Given data Block Start

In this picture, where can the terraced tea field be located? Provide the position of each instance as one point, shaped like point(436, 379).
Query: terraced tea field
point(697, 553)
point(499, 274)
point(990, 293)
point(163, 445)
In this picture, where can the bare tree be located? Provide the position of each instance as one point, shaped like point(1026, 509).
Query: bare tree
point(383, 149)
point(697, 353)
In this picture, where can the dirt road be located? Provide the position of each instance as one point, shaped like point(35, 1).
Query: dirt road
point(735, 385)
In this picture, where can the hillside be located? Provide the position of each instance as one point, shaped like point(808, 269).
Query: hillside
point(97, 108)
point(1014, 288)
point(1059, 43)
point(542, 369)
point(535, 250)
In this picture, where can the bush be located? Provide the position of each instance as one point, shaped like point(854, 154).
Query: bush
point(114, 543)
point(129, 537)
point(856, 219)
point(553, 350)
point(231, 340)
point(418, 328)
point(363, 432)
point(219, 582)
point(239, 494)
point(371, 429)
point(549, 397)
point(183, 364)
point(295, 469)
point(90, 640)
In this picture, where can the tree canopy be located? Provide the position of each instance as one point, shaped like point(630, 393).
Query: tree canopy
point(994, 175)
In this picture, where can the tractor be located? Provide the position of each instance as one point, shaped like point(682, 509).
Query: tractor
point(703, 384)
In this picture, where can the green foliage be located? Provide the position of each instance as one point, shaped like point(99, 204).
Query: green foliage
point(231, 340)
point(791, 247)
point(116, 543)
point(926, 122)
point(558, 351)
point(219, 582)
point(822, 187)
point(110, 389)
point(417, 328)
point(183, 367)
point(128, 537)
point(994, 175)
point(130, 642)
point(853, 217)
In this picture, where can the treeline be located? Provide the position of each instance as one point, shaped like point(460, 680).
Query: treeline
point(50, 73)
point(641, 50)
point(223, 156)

Given data Block End

_Task_.
Restate word for word the lines from the one holding "In this picture, where can the tractor" through the last line of the listing, omitting every earlier line.

_Result_.
In this picture, where can the tractor be located? Provide the position of each instance as one point, shaped like point(682, 509).
Query: tractor
point(703, 384)
In this picture, where can the green foliage be located? Provide the position of each instance as one point, shaped like point(99, 204).
Query: green foliage
point(231, 340)
point(791, 247)
point(116, 543)
point(926, 122)
point(558, 351)
point(219, 582)
point(822, 187)
point(110, 389)
point(417, 328)
point(183, 367)
point(128, 537)
point(994, 175)
point(130, 642)
point(853, 217)
In this picture, where can the treeline be located? Provide the position of each instance as one point, shaped like point(460, 680).
Query: treeline
point(50, 73)
point(641, 50)
point(223, 156)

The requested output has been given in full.